- Excerpted text
........

'Alexa, activate carbon credits!' The Mag 7's nature footprint

Amidst the rising resource intensity of data centres, the Mag 7 are embracing renewable energy, carbon credits and venture capitalism, Atharva Deshmukh takes a closer look at their environmental footprint.

As market optimism over the technological prowess of artificial intelligence has soared, so too has investor confidence in the world’s largest companies riding the wave.

A group of seven companies; Amazon, Alphabet, Apple, the Meta Platforms, Microsoft, Nvidia, and Tesla collectively known as the “Magnificent Seven”  or "Mag 7" have come to dominate stock market returns fuelled by optimism over AI. In 2023, the group represented about a third of the S&P500’s market capitalization and almost half of its growth.


Given the scale of their operations and their hefty position in institutional investor portfolios – how, when and at what pace these companies decarbonise is likely to be on investors’ radars.


So, what is the environmental footprint of the Mag 7?  Data extracted from their latest disclosures, holds insights about where things stand and where they are headed.

........

- Data segment
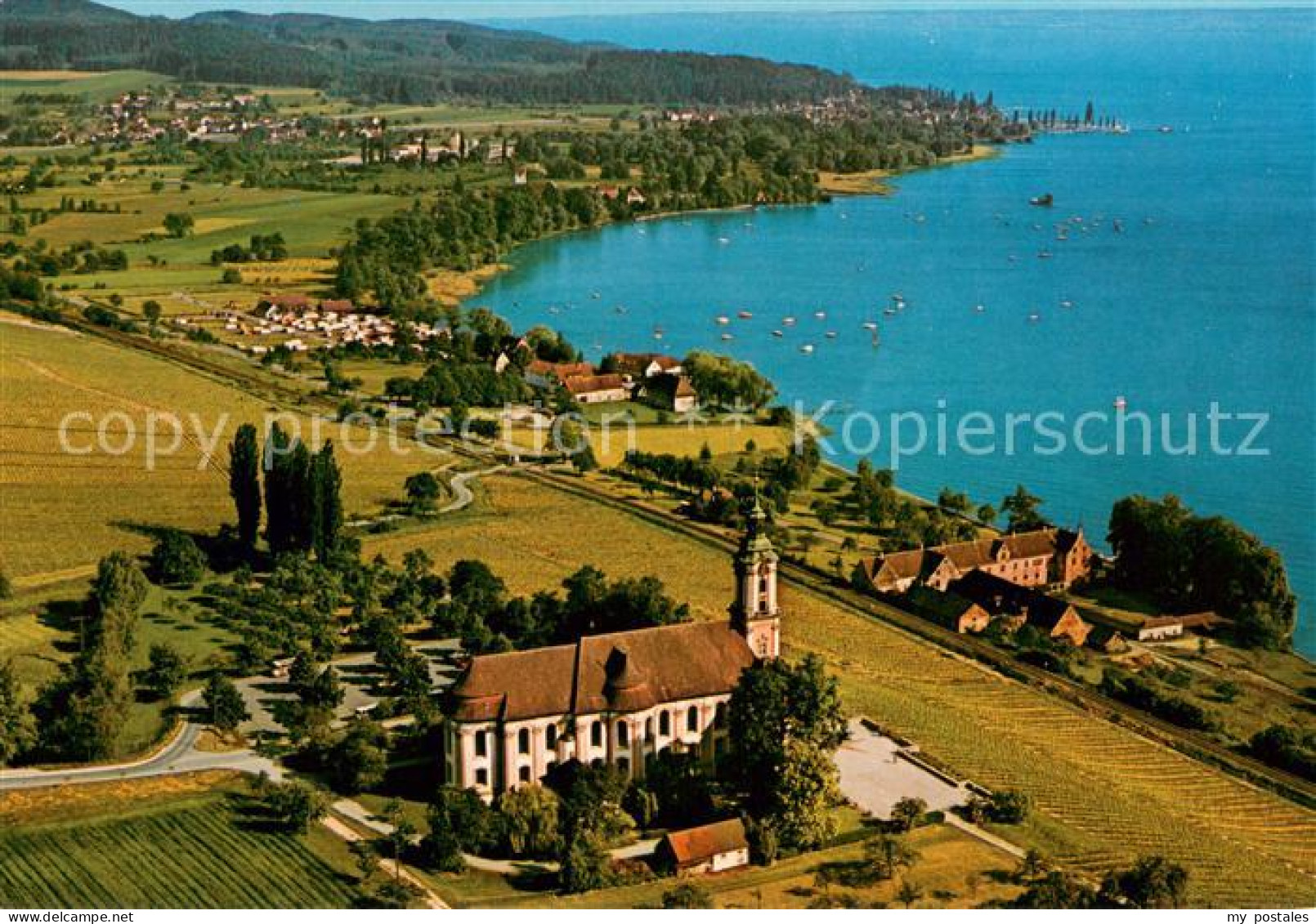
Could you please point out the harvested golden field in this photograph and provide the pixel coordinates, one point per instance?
(65, 510)
(1103, 794)
(953, 870)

........

- Request
Answer these questions using the Mag 7 article:
1. Which seven companies make up the group?
2. About what share of the S&P500's market capitalization did the group represent in 2023?
3. What three things are the group embracing as the resource intensity of data centers rises?

- Exercise answer
1. Amazon, Alphabet, Apple, Meta Platforms, Microsoft, Nvidia and Tesla.
2. About a third.
3. Renewable energy, carbon credits and venture capitalism.